## [SOURCE EXCERPT]
----
A One-Way Ticket to the Ultimate Cinema Experience

Source: Hristina, 2014

Source: Hristina, 2014

When organising a trip to the cinema, it’s more than likely you’ll be faced with a challenge regarding “place” and “time”. These two concepts are becoming increasingly recognised as complex social and cultural structures as well as geometric dimensions affecting our behavioral characteristics (Merriman, 2011). Upon going to the cinema with a friend, I realised that you don’t always get you want.

In the early 1970s urban planner Torsten Hagerstrand focused on the role where place and time were absolute, finite and constraining (Merriman, 2011). He identified 3 human constraints: capability, coupling and authority which changed the way social planning works. In discussion with my friend we both agreed on Hoyts which was both our closest cinema. In between our busy university and work schedule we were limited to the movie session options. As a result, we chose to catch up over dinner during the weeknight followed by a night movie session. To make sure we were not waiting for each other alone we decided to carpool.

At arrival, the cinema foyer was surrounded by large upcoming movie posters accompanied by loud music playing in the background. The upbeat atmosphere made me feel like I was going to watch a live comedy show then a sad romantic movie “If I stay”. I spotted the bright shining lights of the candy bar a mile away, even though I fought back the temptation. When we walked into the cinema we did not follow seating arrangements but instead chose to sit directly in the middle-centre part of the cinema. Only because our vision is not the best if we sat right at the back and we didn’t want a sore neck from sitting at the front. There were less than 20 people in the cinema which were scattered around us. I observed that majority of movie goers were halfway through their popcorn before the movie even started. That didn’t surprise me because I’m always one of those people. Once the lights dimmed the cinema went quiet and everyone’s eyes were glued to the screen waiting for the movie to begin.

Source: Zoe De Braekeleir 2014

Source: Zoe De Braekeleir 2014

Advanced technologies have revolutionised the way the audience can watch movies, introducing private viewing. No longer do we have to leave the comfort of our homes to go watch a movie at the cinema. We can simply download it online and watch what we want, when we want and how many times we want. Australia is among the worst in the world when it comes to illegally downloading movies. According to Nielsen Online Ratings Hybrid figures, in May 3 million Australians visited the two largest illegal content download websites: The Pirate Bay and Kickass Torrent. Private viewing allows the individual ultimate control over their movie experience.

Why pay for a movie ticket when you can watch the same movie without the same price tag? When you go to cinema, you are faced with the difficult decision of when to go to the candy bar to get more drinks or go to the restrooms. Knowing my luck I always seem to miss the most exciting or dramatic part of the movie. No need to miss out, private viewing allows you to hit the pause, fast forward or stop button anytime during the movie.
----
## [DATA SECTION]
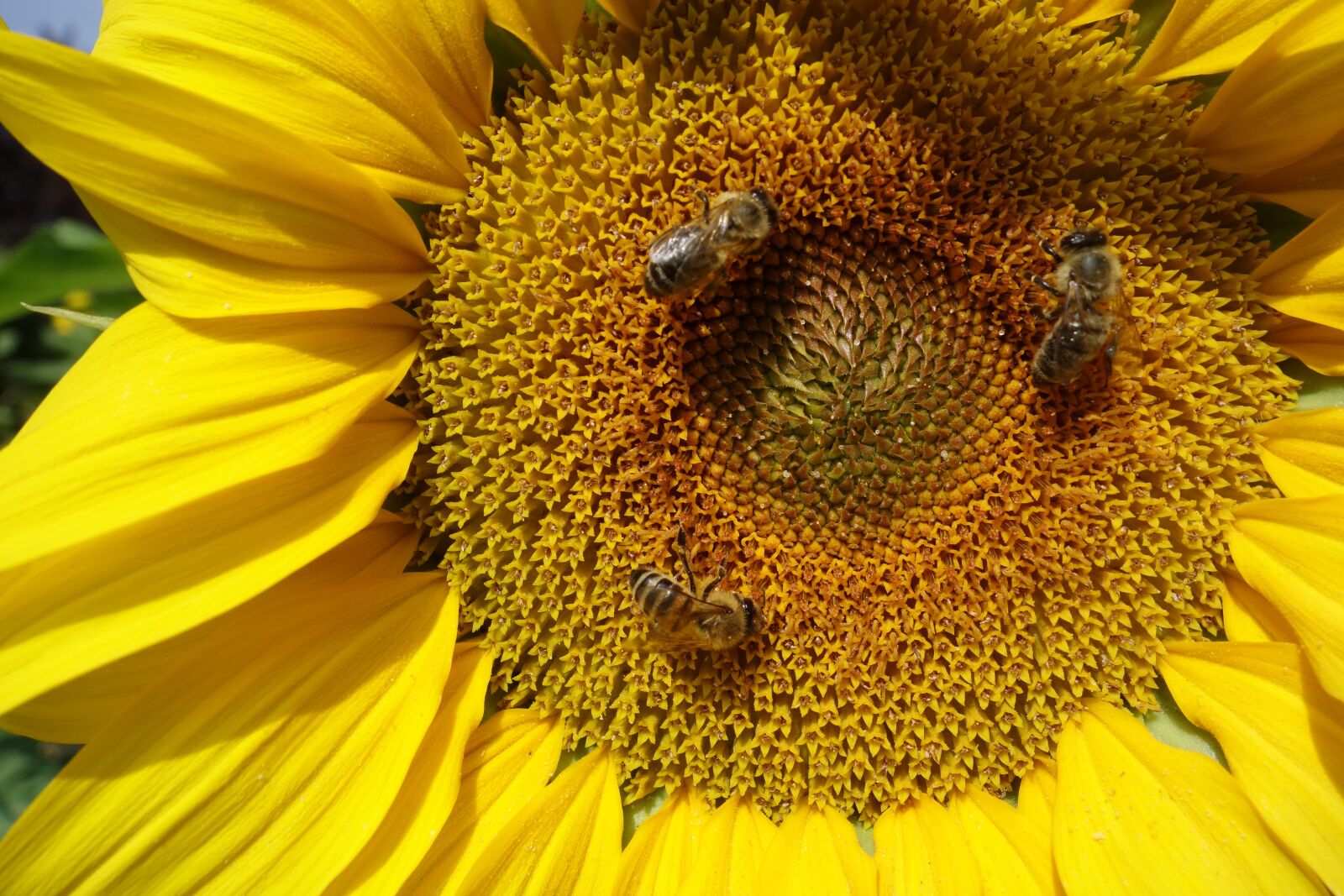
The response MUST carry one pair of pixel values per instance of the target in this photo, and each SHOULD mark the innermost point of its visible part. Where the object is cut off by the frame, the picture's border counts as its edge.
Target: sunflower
----
## [WRITTEN PROBLEM 1]
In the cinema-going text, rewrite the stretch from "Why pay for" through "during the movie.", changing "candy bar" to "snack counter".
## [WRITTEN PROBLEM 2]
Pick up the cinema-going text after its last sentence and keep writing it.

## [TASK RESPONSE 1]
Why pay for a movie ticket when you can watch the same movie without the same price tag? When you go to cinema, you are faced with the difficult decision of when to go to the snack counter to get more drinks or go to the restrooms. Knowing my luck I always seem to miss the most exciting or dramatic part of the movie. No need to miss out, private viewing allows you to hit the pause, fast forward or stop button anytime during the movie.

## [TASK RESPONSE 2]
Contrastingly, with the arrival of DVDs, Blu-Ray technology, home projector theatre systems and internet downloads, cinema attendance is on the rise. According to the Australian Bureau of Statistics, cinema has the highest attendance rate of all the events surveyed, with 67% people having been to a cinema in the last 12 months. Throughout Australia cinema attendance rates have increased from 65% in 2005-06 to 67% in 2009-10. Going to the movies is a popular activity for young people, however attendance rates declined with age.

Source: Alice Lynn 2014

Source: Alice Lynn 2014

Will cinema attendance rise or decline in the future? Of course the industry would have to create a new enticing cinema experience if they want people to still attend. Creativity has already begun in Australia with the Rooftop Cinema in Melbourne providing audiences a great movie and magnificent views of the city.

Source: Jessica Misener 2013

Source: Jessica Misener 2013

Reference
Australian Bureau of Statistics 2014, Arts and Culture in Australia: A Statistical Overview, 2014, cat. No. 4172.0, accessed 26 August 2014.

Lynn, A 2014, Minion Eating Popcorn, image, Pinterest, viewed 26 August 2014, http://www.pinterest.com/pin/67624431879228406/

Merriman, P 2011, ‘Human Geography without time-space’, Transactions of the Institute of British Geographers, Vol. 37, no. 1, pp. 13-27.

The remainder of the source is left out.